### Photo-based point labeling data
## Begin

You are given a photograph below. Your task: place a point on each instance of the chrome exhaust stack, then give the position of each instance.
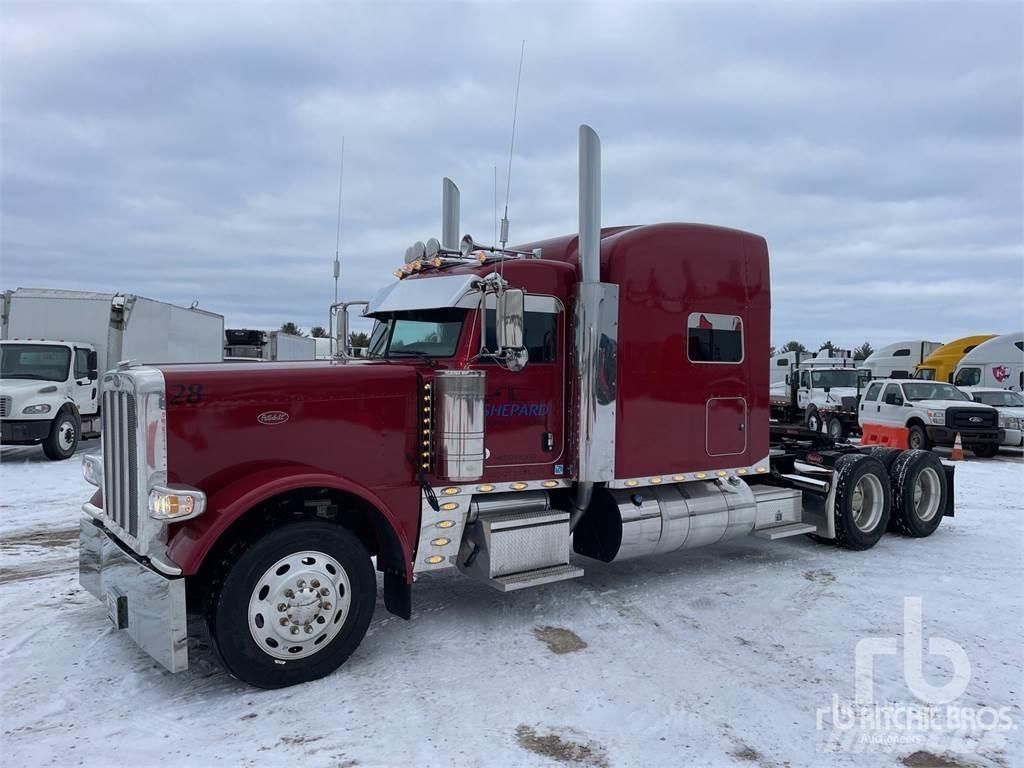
(596, 338)
(450, 215)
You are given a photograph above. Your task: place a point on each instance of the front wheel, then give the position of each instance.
(837, 429)
(813, 420)
(64, 436)
(293, 606)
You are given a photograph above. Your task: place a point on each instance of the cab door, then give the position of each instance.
(83, 388)
(891, 404)
(524, 411)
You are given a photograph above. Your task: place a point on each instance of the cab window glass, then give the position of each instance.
(540, 335)
(714, 338)
(968, 377)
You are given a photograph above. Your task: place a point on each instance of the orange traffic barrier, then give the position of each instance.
(882, 434)
(957, 452)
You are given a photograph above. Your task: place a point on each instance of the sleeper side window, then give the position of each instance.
(714, 338)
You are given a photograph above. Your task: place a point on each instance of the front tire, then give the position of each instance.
(862, 501)
(813, 420)
(837, 429)
(66, 431)
(293, 606)
(920, 492)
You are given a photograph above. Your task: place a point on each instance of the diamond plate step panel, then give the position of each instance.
(535, 578)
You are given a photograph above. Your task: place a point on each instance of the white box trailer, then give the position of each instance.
(282, 346)
(56, 345)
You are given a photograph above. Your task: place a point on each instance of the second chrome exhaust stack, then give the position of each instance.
(596, 338)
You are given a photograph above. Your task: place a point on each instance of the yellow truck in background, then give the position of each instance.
(939, 366)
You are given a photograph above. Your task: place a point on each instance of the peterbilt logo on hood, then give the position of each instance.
(272, 417)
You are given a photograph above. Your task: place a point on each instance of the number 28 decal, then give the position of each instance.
(186, 394)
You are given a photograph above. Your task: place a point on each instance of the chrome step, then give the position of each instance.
(781, 531)
(553, 573)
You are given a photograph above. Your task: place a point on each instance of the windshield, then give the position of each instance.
(932, 391)
(39, 361)
(846, 377)
(1004, 398)
(423, 333)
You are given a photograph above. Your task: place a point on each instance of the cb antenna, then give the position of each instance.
(508, 177)
(337, 241)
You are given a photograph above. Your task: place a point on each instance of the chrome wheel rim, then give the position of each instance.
(299, 605)
(66, 435)
(927, 493)
(867, 503)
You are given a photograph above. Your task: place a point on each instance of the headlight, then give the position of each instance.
(176, 504)
(92, 470)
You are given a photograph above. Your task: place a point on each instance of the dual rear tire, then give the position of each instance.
(888, 488)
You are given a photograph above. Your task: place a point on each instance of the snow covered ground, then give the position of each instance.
(716, 656)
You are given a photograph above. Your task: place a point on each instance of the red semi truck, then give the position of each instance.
(603, 393)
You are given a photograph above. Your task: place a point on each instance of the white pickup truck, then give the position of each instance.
(1011, 408)
(933, 413)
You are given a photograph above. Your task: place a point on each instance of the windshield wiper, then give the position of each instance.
(412, 352)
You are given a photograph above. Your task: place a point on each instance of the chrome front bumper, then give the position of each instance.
(147, 604)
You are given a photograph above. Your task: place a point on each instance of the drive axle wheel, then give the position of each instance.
(293, 605)
(64, 436)
(920, 493)
(862, 501)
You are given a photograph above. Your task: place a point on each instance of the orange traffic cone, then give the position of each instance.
(957, 453)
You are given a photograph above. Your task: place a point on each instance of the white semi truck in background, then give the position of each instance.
(253, 344)
(55, 344)
(816, 391)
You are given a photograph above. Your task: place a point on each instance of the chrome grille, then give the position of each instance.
(121, 460)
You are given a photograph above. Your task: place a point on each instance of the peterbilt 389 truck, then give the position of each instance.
(519, 412)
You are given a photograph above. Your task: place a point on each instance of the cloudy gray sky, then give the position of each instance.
(189, 150)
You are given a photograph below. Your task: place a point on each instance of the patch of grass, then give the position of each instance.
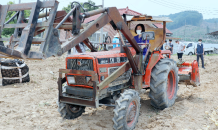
(212, 55)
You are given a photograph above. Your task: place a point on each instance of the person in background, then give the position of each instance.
(180, 49)
(168, 46)
(116, 39)
(163, 46)
(138, 30)
(199, 51)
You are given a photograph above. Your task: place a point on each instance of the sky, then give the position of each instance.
(151, 7)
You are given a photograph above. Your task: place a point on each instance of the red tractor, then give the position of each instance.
(112, 78)
(116, 77)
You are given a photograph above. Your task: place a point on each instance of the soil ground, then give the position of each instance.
(33, 105)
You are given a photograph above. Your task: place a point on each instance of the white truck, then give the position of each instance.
(190, 49)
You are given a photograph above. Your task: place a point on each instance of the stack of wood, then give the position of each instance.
(14, 71)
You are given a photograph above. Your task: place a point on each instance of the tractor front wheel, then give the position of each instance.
(126, 111)
(164, 84)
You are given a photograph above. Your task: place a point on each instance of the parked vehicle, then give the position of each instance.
(190, 49)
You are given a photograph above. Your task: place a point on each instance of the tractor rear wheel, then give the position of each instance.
(69, 111)
(164, 84)
(126, 111)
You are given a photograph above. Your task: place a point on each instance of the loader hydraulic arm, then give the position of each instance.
(109, 15)
(50, 42)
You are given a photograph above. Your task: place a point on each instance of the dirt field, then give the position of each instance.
(33, 105)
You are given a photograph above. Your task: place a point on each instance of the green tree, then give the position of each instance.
(10, 31)
(86, 6)
(208, 29)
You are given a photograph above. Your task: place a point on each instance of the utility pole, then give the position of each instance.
(101, 35)
(185, 29)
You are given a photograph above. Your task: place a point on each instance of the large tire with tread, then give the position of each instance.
(69, 111)
(190, 53)
(164, 84)
(127, 110)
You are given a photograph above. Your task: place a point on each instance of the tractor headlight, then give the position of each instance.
(71, 79)
(87, 79)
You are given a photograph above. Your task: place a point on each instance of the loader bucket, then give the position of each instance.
(189, 73)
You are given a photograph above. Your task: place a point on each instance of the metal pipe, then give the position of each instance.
(65, 18)
(94, 12)
(12, 18)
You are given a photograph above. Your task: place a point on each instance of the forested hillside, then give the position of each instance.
(180, 19)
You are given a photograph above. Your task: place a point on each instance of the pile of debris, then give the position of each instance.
(14, 71)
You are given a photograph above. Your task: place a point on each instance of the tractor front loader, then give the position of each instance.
(112, 78)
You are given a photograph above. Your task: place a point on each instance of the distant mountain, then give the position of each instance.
(180, 19)
(196, 27)
(213, 20)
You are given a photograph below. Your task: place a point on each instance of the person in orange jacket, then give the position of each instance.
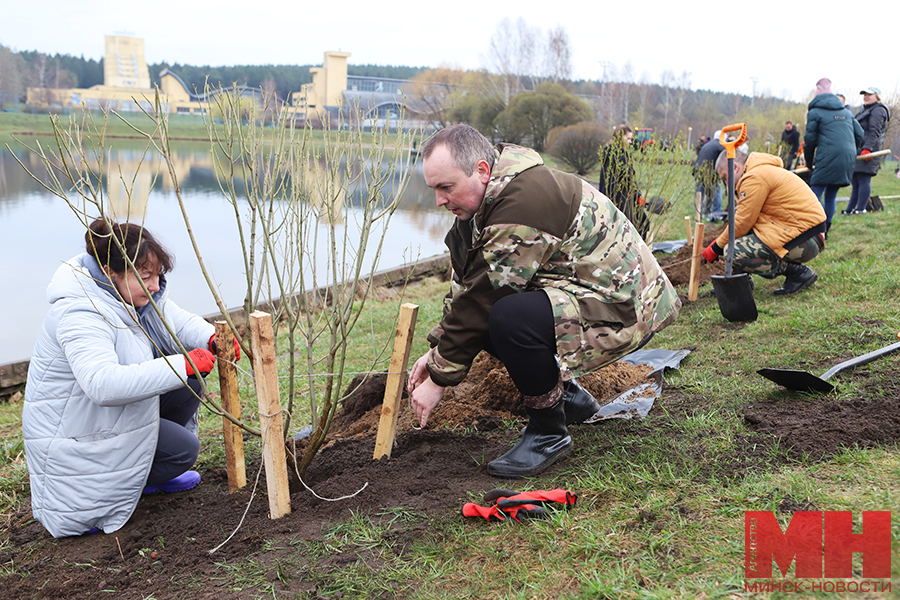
(779, 223)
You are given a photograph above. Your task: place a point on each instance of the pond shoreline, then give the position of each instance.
(14, 374)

## End

### Stated exercise
Return all of the lines above word for word, omitting the pictures.

### Answer to this task
You are given a photograph below. Your task: place a point on each instance of the chrome exhaust stack, then give the position of each instance.
(596, 338)
(450, 215)
You are given a photograph above. Your task: place a point on each instance of the front wheel, then give the position of each instance.
(837, 429)
(813, 420)
(64, 436)
(293, 606)
You are given a photograph above. Your task: place a point on each instance of the cab door, then give the position of each instance.
(83, 388)
(891, 404)
(524, 411)
You are given a photograph above. Your task: place a point on each instance of the cab window glass, then give the position of each instance.
(540, 335)
(714, 338)
(968, 377)
You are given a photograph above. Your task: place a point on each instance of the orange traffic barrier, then give the position of each instance.
(882, 434)
(957, 452)
You are given a photograph above. Your task: place a point on each instance of the sleeper side window, then give the position of each instance.
(714, 338)
You are given a photograph above. Your task: place a point on each instance of the front tire, then give the position of each instance.
(862, 501)
(813, 420)
(837, 429)
(66, 431)
(293, 606)
(920, 492)
You are given a photograph above. Your task: place a point on each instance of the diamond plate step panel, then give the position of each instance.
(535, 578)
You are given a photograph above. Your task: place a point on each instance of the white box trailer, then give the position of each instance.
(282, 346)
(56, 345)
You are given a photograph above. Your task: place a point on each instance of the second chrome exhaust stack, then give the position of each instance.
(596, 338)
You are given a photograph above. Your task: place a point on each instance of the yellow truck in background, then give the position of each instance.
(939, 366)
You are given a photograph above. Your task: place a point on each instance of the peterbilt logo on hood, then give the position of each instance.
(272, 417)
You are given a photograph above. Your task: place a point on each instance of the number 28 decal, then give the position of each instance.
(186, 394)
You are given a photograph above. Your task: place a point on each instance of the chrome step, then give the position of each instance.
(781, 531)
(553, 573)
You are given a photograph above. Your task: place a point on each instance of the windshield, then give the position of each instance.
(932, 391)
(39, 361)
(846, 377)
(1004, 398)
(423, 333)
You are given a photograph above. Your task: place a point on each instance of the cb antenna, then give the position of each instance.
(508, 177)
(337, 241)
You are given a photograph above. Your task: place a point on each instance of the chrome wheel rim, then give the position of each instance.
(299, 605)
(66, 435)
(927, 493)
(867, 503)
You are given a photograph above. Your task: place a point on each instance of the headlight, then give the position of each instance.
(176, 504)
(92, 470)
You are given a photograph above. Your task: place a point on each instance of the dual rear tire, then give the position of each instance.
(888, 488)
You are given a photograph above. Your task: place a point on each instance of the snow covered ground, then give the position of each instance.
(716, 656)
You are given a photograph above. Your task: place a point on each instance of the red semi truck, then give the position of each instance.
(603, 393)
You are given a photograph above. Your task: place a point on each instance of the white pickup truck, then give the position of each instance.
(1011, 408)
(933, 413)
You are given a photograph above. Your task: place a point on each instance of the windshield wiper, then give the position of each instance.
(412, 352)
You are given a photograph above. Your task: place a point on each instance of the chrome front bumper, then give the position of each instance.
(147, 604)
You are given a photograph above. Your task: place a point on each instance of the drive axle wheel, then give the position of each instance.
(293, 605)
(64, 436)
(920, 493)
(862, 501)
You are given a photograph above. Your task: place a point on each instance of the orange traffic cone, then give the position of each instance.
(957, 453)
You are given a photograph above. Your task: place a point on each instance of the white semi truck in background, then give the position of each instance.
(253, 344)
(55, 344)
(816, 391)
You are given a photograph above. Your task: place a point on each instance of the chrome grille, then give the position of each instance.
(121, 460)
You are given a photograph above. Your task: place a point on each instance of the peterbilt 389 truck, then give the position of each instance.
(519, 412)
You are given a photograph above. Your task: place a point on each instance of the cloudy gray sky, then give the position of each instance.
(189, 150)
You are given a photograph below. Your task: place a point on each instance of the patch of grass, then give the position of each instance.
(212, 55)
You are given a photograph above. Your task: place a point on each instance of the person in background, then give the position of each instance.
(180, 49)
(168, 46)
(116, 39)
(163, 46)
(138, 30)
(199, 51)
You are given a photograph above. Your task: place a point on each instance of the sky, then give the position of each instance.
(151, 7)
You are given a photograph above. Your task: place a point on each instance of the red tractor, then give the position of each instance.
(112, 78)
(116, 77)
You are given a photograph above. Your task: place a point on each instance of the soil ground, then give the position of each instance.
(33, 105)
You are given a photograph above. Your task: place a point on each instance of the white truck, then give the position of each instance.
(190, 49)
You are given a photograph above. Your task: place a point on each instance of the stack of wood, then give the position of each instance.
(14, 71)
You are given a photograph above. Your task: place a point on each instance of the tractor front wheel, then give the position of each instance.
(126, 111)
(164, 84)
You are given a photograph above. Your task: place a point on each instance of the parked vehicle, then give the position of each instance.
(190, 49)
You are given a photograph above. Your task: place a point on each instance of the tractor rear wheel, then give the position of each instance.
(69, 111)
(164, 84)
(126, 111)
You are given a photograph above. Your task: place a point on each instance of the loader hydraulic arm, then give the position of each instance.
(109, 15)
(50, 42)
You are given a photograph above. Your task: place a point on each instance of the dirt field, then give the position of each instance.
(33, 105)
You are given a photograph above. Your task: place a point on each instance of the green tree, then give the position of each instance.
(10, 31)
(86, 6)
(208, 29)
You are given a photograph above. Your task: place a point on each instance of the utility pole, then give the position of each instance.
(101, 35)
(185, 29)
You are given a photograph above. Your task: place a point on each instance of the large tire with tread, then give the position of each instance.
(69, 111)
(190, 53)
(164, 84)
(127, 110)
You are given a photograph above. Your task: place a point on each instance of the tractor headlight, then give the position of each instance.
(71, 79)
(87, 79)
You are given a photograph above. Your task: place a point on each instance of the loader bucket, then give the position of each instance.
(189, 73)
You are given a photograph above. Your task: place a point on each instance of the metal pipe, then give the position of each instance.
(65, 18)
(94, 12)
(12, 18)
You are given a photograph above. Your task: place a point on each instance of the forested hillside, then give the position of each instance.
(180, 19)
You are given a photograph above. Your task: place a point on each instance of the pile of debris, then give the position of each instance.
(14, 71)
You are given a photograph above. Your task: place a point on each instance of the tractor front loader, then give the position of each instance.
(112, 78)
You are given a photograph above. Your task: place a point on each instance of the distant mountain, then give the position of each instance.
(180, 19)
(196, 27)
(213, 20)
You are given a photograph below. Your task: place a point on each instance of the person in orange jacket, then give the position of each instance.
(779, 223)
You are given a photograph above. Your task: place a point on each instance of the pond shoreline, then give the position of each instance.
(14, 374)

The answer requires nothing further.